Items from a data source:
=== Section Start ===
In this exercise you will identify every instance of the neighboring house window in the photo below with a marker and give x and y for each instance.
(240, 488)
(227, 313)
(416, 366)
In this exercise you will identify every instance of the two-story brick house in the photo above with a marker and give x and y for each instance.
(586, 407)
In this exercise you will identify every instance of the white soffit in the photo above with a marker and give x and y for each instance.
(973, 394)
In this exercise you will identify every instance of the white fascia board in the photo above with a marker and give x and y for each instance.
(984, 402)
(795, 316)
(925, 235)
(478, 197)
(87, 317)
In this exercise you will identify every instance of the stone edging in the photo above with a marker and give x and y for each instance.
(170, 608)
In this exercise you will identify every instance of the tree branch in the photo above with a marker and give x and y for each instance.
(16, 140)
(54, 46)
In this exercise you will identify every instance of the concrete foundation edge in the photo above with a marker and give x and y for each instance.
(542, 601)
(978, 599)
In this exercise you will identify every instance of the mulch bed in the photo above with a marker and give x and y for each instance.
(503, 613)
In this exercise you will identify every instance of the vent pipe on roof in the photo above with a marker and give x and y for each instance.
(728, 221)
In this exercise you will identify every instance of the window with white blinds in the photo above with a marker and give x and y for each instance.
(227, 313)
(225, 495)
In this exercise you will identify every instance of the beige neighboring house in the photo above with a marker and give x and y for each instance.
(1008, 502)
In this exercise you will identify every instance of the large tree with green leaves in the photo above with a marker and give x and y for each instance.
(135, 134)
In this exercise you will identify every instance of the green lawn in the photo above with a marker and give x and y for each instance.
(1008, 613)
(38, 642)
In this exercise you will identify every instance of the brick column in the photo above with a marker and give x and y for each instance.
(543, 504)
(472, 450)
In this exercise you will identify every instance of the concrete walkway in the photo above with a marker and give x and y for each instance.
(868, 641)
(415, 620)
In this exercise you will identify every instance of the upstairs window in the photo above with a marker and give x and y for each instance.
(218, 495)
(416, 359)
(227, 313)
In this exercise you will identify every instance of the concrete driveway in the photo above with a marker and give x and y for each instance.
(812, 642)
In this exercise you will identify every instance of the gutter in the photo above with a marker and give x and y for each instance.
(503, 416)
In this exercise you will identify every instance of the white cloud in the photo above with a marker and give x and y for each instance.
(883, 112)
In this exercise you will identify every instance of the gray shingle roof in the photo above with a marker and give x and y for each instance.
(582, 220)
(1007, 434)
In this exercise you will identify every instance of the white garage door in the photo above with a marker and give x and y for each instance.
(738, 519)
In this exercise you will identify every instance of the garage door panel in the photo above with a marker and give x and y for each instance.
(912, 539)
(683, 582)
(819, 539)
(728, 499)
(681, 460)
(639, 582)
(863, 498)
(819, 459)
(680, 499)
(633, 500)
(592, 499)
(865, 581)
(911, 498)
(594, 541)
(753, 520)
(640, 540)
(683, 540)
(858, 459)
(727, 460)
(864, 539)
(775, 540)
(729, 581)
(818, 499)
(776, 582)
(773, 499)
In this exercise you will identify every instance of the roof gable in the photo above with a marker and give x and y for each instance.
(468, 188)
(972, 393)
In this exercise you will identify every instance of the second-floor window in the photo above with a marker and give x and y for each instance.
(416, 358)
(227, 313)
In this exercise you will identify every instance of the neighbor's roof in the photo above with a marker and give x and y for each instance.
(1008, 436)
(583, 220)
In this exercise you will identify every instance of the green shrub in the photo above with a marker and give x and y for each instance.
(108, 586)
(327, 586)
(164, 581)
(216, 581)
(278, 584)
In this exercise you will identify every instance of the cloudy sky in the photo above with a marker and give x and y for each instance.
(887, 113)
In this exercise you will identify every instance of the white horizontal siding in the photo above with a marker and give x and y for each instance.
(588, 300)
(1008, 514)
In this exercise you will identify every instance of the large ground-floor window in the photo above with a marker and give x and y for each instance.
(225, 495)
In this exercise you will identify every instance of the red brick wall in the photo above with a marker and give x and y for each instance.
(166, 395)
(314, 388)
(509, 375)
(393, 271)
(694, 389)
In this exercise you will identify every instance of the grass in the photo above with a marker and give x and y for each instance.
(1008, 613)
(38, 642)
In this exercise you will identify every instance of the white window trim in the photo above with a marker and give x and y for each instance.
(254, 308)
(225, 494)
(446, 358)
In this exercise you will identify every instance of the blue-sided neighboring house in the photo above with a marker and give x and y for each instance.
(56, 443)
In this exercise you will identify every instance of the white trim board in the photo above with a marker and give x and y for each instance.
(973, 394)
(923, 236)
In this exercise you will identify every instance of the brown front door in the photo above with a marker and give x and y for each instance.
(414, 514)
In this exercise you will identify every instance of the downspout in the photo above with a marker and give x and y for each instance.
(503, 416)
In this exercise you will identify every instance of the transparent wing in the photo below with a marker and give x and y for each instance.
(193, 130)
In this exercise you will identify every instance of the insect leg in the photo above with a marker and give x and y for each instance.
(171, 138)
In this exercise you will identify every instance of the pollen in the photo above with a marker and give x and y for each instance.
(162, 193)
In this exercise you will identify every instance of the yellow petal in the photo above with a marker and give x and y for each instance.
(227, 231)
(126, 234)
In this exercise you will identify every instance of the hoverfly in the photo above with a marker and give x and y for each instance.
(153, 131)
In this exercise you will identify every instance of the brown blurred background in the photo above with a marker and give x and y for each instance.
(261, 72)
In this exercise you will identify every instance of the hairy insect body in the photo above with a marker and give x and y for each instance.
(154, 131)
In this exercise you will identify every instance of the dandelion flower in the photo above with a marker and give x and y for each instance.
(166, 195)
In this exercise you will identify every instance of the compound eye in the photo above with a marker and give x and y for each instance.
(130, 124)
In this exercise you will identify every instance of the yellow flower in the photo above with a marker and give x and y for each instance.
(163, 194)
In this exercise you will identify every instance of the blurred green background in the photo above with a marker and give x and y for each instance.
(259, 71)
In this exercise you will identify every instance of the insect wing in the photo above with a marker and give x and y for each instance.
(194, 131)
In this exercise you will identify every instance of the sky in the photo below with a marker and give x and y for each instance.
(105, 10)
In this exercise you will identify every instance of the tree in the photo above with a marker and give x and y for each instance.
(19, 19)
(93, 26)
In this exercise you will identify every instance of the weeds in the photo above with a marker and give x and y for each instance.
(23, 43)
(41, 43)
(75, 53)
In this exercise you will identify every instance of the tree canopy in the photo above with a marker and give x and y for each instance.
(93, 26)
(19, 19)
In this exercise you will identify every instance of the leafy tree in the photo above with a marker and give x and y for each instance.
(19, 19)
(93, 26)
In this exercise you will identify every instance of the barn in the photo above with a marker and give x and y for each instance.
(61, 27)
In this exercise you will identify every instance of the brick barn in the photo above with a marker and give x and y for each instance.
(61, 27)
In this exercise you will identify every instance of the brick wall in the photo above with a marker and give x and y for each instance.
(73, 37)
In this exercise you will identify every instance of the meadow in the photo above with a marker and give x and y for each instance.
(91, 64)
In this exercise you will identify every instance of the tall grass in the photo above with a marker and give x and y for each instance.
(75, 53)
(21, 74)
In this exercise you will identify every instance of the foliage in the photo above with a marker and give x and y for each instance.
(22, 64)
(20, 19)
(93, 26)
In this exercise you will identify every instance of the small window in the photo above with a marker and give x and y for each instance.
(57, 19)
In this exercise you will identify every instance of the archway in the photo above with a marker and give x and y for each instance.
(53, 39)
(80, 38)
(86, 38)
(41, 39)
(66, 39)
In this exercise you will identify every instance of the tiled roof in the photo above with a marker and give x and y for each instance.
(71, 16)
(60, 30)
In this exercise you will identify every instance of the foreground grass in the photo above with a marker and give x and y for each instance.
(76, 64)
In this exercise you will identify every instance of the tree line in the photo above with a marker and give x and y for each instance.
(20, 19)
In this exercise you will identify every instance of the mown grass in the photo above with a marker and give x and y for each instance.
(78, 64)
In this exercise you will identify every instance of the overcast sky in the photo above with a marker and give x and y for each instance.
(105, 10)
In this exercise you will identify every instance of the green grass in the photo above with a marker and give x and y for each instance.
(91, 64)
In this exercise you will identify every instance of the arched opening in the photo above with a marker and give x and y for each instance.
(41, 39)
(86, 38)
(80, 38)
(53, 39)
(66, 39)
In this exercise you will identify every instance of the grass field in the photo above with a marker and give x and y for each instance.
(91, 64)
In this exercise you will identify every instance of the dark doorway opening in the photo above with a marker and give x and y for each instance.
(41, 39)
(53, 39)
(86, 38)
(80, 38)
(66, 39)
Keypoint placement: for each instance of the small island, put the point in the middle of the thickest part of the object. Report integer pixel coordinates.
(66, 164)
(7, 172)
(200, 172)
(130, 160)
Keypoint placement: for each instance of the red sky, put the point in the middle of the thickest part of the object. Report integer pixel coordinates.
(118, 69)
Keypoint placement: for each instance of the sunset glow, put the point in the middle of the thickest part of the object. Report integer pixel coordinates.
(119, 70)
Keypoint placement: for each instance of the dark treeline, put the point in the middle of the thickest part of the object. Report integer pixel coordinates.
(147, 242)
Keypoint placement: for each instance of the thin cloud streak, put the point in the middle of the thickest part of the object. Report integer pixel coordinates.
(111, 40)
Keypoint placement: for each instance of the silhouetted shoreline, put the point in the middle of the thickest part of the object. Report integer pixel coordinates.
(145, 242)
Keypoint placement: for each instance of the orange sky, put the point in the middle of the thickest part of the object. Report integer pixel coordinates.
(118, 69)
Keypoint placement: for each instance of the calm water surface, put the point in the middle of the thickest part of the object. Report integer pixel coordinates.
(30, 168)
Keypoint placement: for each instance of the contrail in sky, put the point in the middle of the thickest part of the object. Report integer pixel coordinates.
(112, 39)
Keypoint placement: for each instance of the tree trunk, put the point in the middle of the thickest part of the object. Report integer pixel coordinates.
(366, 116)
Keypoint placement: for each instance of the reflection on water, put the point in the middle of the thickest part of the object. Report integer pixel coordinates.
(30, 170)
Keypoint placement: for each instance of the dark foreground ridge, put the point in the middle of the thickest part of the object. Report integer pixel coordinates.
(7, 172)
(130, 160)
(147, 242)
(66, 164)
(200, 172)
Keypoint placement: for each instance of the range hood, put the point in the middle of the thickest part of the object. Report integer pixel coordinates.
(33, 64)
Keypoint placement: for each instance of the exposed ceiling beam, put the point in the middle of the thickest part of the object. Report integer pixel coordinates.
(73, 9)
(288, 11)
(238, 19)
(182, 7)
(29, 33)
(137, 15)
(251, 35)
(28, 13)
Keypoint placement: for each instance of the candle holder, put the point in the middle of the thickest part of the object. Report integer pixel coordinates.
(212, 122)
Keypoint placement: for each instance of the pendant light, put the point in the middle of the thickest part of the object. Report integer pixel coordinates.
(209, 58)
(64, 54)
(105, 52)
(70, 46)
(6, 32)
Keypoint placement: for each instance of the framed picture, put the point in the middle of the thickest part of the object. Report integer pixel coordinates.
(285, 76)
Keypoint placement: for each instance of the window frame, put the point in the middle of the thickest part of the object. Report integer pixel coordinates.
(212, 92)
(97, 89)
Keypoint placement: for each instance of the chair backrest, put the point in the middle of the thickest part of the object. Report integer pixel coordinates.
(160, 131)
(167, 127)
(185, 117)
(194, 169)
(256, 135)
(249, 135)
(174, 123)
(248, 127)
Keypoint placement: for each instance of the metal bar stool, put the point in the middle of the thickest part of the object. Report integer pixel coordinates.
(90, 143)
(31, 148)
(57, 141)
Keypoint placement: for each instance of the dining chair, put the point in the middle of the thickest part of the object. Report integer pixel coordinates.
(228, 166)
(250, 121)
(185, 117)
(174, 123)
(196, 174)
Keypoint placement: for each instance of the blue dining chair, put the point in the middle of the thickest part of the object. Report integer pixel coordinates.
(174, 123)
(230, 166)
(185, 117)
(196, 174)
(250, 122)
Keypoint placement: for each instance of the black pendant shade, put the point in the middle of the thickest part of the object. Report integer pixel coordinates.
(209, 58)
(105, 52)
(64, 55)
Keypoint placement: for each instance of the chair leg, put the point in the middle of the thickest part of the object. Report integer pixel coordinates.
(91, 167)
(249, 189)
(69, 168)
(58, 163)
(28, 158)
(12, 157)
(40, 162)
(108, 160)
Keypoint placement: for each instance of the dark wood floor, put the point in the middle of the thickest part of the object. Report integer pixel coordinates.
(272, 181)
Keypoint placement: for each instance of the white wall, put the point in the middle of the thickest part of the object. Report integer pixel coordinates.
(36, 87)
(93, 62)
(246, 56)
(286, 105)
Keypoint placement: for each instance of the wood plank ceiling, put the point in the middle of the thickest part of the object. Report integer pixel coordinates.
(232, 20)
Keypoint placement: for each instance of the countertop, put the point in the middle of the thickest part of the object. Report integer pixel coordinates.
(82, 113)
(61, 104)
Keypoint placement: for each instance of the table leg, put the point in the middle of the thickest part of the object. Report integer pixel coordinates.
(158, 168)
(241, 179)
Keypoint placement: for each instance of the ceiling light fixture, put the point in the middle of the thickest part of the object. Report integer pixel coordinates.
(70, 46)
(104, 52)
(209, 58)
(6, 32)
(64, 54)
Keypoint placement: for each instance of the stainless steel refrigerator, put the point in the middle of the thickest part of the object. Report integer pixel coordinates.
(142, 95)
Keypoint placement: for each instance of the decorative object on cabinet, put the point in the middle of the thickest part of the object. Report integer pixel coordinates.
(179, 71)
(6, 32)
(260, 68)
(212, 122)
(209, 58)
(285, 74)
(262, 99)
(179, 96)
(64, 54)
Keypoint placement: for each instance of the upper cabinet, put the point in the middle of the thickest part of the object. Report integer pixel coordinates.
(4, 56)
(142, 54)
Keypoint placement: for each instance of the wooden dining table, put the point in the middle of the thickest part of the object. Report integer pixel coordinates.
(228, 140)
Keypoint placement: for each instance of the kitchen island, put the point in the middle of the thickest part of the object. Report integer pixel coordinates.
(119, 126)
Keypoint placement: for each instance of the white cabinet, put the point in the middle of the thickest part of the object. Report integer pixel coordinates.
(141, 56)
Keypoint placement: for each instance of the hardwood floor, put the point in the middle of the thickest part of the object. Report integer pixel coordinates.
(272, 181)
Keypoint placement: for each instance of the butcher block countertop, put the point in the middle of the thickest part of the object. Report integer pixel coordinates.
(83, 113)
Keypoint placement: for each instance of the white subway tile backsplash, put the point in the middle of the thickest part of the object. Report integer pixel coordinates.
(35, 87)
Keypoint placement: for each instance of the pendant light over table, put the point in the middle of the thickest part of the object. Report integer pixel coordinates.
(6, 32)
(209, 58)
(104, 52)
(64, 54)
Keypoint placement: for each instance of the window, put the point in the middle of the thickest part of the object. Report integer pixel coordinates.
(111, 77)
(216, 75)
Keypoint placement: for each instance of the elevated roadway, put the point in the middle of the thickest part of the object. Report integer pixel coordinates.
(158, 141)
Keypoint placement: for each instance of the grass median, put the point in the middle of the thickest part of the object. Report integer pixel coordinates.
=== Section End ===
--- Exercise instructions ---
Take the line with "Keypoint placement: for each instance of the hardwood" and every line after it in the data, and please reproduce them exactly, leaving out all other lines.

--- Completed exercise ---
Keypoint placement: for each instance of the hardwood floor, put the point in the middle of the thickest part of the object. Report integer pixel coordinates.
(272, 181)
Keypoint placement: for each instance of the butcher block countertop, put the point in the middle of the thickest part of the object. Report integer pixel coordinates.
(83, 113)
Keypoint placement: for each instance of the white subway tile backsplash, put the point in the middle of the thickest part of the object. Report integer pixel coordinates.
(35, 87)
Keypoint placement: for each instance of the pendant light over table, put the point in the middle of the thickest part of the object. Report integer pixel coordinates.
(6, 32)
(209, 58)
(104, 52)
(64, 54)
Keypoint placement: for each instance of the window, put the point in the middle of the thickest part of the object. Report integer pixel coordinates.
(111, 77)
(216, 75)
Keypoint placement: for each instance of the elevated roadway, put the point in the middle of the thickest part of the object. Report integer pixel coordinates.
(158, 141)
Keypoint placement: for each instance of the grass median, put the point in the middle of the thickest part of the object. Report integer pixel coordinates.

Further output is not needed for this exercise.